Gabriel Grand, Joshua B. Tenenbaum, Vikash K. Mansinghka, Alexander K. Lew, Jacob Andreas

2025-04-10

Self-Steering Language Models

Summary

This paper talks about DisCIPL, a method that helps AI language models solve tough problems by having one model plan the steps and smaller models follow those steps, like a team leader guiding workers.

What's the problem?

When AI models try to solve complex tasks step-by-step, they often get stuck, take too long, or make mistakes because figuring out the right path is hard.

What's the solution?

DisCIPL uses a ‘Planner’ model to create a step-by-step plan for solving a problem, then has smaller ‘Follower’ models follow that plan, breaking big tasks into smaller parts and checking solutions along the way.

Why it matters?

This lets smaller AI models match the performance of much larger ones, making advanced problem-solving faster, cheaper, and more reliable for tasks like answering tricky questions or generating error-free code.

Abstract

While test-time reasoning enables language models to tackle complex tasks, searching or planning in natural language can be slow, costly, and error-prone. But even when LMs struggle to emulate the precise reasoning steps needed to solve a problem, they often excel at describing its abstract structure--both how to verify solutions and how to search for them. This paper introduces DisCIPL, a method for "self-steering" LMs where a Planner model generates a task-specific inference program that is executed by a population of Follower models. Our approach equips LMs with the ability to write recursive search procedures that guide LM inference, enabling new forms of verifiable and efficient reasoning. When instantiated with a small Follower (e.g., Llama-3.2-1B), DisCIPL matches (and sometimes outperforms) much larger models, including GPT-4o and o1, on challenging constrained generation tasks. In decoupling planning from execution, our work opens up a design space of highly-parallelized Monte Carlo inference strategies that outperform standard best-of-N sampling, require no finetuning, and can be implemented automatically by existing LMs.

Entries shown —
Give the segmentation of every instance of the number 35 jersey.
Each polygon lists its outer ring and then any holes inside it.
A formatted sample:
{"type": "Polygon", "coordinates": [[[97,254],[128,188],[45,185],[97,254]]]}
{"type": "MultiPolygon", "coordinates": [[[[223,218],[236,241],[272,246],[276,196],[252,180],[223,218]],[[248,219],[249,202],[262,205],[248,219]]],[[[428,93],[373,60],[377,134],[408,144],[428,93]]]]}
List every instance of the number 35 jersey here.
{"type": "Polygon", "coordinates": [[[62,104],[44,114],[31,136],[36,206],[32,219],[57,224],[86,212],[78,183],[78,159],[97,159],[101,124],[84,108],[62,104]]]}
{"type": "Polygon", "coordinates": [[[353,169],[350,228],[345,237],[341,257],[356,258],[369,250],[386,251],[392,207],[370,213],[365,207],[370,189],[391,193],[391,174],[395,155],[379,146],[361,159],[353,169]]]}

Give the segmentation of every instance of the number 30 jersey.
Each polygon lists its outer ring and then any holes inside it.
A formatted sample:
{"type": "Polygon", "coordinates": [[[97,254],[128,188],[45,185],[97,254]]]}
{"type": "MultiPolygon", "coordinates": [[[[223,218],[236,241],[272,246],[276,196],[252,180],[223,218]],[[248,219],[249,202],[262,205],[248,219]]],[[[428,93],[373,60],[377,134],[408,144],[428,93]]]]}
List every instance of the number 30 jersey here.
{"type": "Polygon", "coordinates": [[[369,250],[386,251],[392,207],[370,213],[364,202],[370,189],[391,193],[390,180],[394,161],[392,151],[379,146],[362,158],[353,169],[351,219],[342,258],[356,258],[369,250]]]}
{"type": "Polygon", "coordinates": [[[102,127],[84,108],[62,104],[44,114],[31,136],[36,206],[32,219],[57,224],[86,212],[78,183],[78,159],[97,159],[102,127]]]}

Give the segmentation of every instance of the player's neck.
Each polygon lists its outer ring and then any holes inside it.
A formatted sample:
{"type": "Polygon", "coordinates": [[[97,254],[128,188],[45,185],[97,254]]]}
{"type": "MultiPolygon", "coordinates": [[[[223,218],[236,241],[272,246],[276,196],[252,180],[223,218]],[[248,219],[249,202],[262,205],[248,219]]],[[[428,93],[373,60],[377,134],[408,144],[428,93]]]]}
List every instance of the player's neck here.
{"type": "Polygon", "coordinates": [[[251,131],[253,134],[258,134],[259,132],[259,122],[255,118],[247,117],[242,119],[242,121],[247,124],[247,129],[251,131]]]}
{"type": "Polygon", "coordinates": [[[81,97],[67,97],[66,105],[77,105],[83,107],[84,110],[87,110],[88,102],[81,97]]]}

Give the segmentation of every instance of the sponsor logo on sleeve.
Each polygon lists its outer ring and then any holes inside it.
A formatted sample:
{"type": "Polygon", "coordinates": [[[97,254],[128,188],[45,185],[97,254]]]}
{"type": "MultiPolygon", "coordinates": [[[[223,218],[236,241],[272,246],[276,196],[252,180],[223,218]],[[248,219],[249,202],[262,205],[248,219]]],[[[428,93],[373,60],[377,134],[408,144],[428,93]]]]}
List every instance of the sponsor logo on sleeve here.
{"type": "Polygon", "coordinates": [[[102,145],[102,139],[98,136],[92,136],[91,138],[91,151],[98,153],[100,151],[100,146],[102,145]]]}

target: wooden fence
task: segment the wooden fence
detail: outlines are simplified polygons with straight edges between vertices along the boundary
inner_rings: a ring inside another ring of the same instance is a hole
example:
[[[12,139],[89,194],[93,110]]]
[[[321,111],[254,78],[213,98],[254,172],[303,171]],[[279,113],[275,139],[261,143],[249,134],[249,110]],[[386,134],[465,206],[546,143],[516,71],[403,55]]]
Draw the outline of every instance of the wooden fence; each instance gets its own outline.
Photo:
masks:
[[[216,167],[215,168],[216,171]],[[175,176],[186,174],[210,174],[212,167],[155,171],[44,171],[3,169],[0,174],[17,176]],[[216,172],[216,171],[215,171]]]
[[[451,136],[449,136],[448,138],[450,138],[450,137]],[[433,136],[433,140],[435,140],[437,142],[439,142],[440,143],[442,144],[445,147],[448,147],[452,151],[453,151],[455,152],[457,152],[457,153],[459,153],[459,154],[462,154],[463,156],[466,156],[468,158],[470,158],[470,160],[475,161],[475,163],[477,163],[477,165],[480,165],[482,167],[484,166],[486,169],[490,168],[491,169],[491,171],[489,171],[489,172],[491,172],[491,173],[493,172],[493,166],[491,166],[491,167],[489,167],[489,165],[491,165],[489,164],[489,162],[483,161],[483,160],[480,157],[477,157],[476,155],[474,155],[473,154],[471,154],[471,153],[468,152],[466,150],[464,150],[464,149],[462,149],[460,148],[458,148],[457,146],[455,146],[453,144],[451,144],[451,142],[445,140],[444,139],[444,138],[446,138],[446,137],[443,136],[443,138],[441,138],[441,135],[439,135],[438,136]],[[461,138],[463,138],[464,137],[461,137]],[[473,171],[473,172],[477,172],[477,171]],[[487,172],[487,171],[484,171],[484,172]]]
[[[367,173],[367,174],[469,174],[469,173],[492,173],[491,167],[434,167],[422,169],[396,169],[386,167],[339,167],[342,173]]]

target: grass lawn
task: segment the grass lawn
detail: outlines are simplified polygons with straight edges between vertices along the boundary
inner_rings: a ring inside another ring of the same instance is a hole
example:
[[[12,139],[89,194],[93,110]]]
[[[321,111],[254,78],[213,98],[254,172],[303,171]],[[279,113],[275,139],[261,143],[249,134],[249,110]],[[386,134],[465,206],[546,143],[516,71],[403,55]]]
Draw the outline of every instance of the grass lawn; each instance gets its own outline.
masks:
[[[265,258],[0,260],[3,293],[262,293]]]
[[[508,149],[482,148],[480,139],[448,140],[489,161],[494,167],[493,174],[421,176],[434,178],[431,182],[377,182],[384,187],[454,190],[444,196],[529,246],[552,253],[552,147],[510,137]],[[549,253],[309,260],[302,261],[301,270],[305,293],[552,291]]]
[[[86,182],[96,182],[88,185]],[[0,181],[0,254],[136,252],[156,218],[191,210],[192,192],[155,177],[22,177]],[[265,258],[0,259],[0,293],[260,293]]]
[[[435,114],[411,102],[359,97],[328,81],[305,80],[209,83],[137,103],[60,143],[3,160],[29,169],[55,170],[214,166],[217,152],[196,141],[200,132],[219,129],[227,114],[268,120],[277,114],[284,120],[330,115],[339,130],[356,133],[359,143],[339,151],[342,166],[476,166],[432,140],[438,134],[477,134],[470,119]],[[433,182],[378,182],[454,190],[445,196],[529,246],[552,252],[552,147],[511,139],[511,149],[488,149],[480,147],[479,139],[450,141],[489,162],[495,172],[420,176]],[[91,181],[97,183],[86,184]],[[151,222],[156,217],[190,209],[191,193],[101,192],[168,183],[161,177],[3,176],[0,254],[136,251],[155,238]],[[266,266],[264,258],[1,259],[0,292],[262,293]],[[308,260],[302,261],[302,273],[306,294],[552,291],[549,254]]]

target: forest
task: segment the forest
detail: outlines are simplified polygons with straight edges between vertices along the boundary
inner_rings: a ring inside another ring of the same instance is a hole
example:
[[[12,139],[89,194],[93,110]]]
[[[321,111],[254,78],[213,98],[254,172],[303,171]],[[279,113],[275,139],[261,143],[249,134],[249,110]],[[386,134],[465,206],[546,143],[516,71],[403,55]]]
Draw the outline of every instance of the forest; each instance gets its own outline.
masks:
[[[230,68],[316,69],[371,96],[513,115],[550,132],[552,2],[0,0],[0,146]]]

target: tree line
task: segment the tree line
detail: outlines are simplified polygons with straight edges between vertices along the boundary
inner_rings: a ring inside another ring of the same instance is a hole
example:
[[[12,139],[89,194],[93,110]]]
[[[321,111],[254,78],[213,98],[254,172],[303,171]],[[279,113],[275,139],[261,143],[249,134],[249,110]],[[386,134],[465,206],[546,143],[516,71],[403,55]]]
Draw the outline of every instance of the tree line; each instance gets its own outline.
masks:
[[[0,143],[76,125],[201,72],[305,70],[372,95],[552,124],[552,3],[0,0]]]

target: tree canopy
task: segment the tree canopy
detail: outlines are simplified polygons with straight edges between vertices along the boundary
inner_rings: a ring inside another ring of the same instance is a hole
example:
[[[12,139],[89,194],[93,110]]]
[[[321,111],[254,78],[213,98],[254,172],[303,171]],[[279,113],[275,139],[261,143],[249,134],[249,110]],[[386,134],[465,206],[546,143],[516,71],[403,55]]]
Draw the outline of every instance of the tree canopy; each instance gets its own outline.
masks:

What you need to do —
List each author named in the byline of the text on self-steering language models. Work from the text alone, not the data.

Exercise solution —
Gabriel Grand
Joshua B. Tenenbaum
Vikash K. Mansinghka
Alexander K. Lew
Jacob Andreas